- **Study questions**:
a: From the text on digital preservation, transcribe the passage starting with "One way to face" and going on through "information is worth saving.".
b: In the digital preservation text, list every organization named in the paragraph that begins "Another way to face the challenge."

- **Excerpt provided**:
That last item is my favorite. Regardless of exactly how much digital information is created each year, regardless of how much storage space we have, regardless of the fact that a lot of the "digital universe" that IDC describes is throw-away information that no one would think is worth keeping, we are still faced with Lots of Stuff and we need to figure out What to Preserve. That, I believe, is the next big challenge for digital preservation.
One way to face that challenge is to rely on producers to decide what to save. If a government agency produces something digital, allow that agency (or GPO, or LoC, or NARA, or OMB or OPM, or your favorite TLA) to decide for you if that information is worth saving.
Another way to face the challenge is to rely on a few big organizations. That is: pool our resources and outsource preservation to a few big organizations that will do this for us. Some of the same players pop up here: LoC and NARA, for example, but there are also organizations like Portico, and the Internet Archive, and ICPSR.
Both of the above solutions hope that someone else will take into account the needs of all possible users and make the right decisions. That model can work for some classes of information with appropriate governance and decision-making structures in place.
But, I believe, the lesson from the IDC report is that the "digital universe" is so large that we should not assume that any single solution will be enough. There is just too much information and there are too many decisions to make about what is worth saving. While information producers and a few big preservation organizations can do a lot, they cannot do everything. And, their size alone will constrain their decisions. It will be harder for big organizations to respond to the needs of smaller communities of interest.

- **Extracted material**:
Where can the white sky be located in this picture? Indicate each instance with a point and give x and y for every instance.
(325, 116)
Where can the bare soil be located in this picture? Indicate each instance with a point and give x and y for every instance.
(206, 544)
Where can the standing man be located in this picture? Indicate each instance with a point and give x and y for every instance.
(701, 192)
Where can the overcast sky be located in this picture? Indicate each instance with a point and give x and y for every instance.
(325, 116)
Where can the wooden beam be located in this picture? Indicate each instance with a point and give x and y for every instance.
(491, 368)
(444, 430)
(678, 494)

---

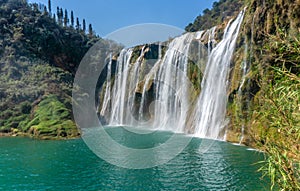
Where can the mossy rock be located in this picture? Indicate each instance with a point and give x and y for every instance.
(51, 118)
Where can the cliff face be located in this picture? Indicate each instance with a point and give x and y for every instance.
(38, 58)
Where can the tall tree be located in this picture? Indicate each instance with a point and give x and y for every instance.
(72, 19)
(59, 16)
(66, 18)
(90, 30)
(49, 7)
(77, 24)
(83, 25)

* * *

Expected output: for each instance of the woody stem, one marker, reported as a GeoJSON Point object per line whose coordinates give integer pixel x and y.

- **Solutions to the tasks**:
a:
One way to face that challenge is to rely on producers to decide what to save. If a government agency produces something digital, allow that agency (or GPO, or LoC, or NARA, or OMB or OPM, or your favorite TLA) to decide for you if that information is worth saving.

b:
LoC
NARA
Portico
the Internet Archive
ICPSR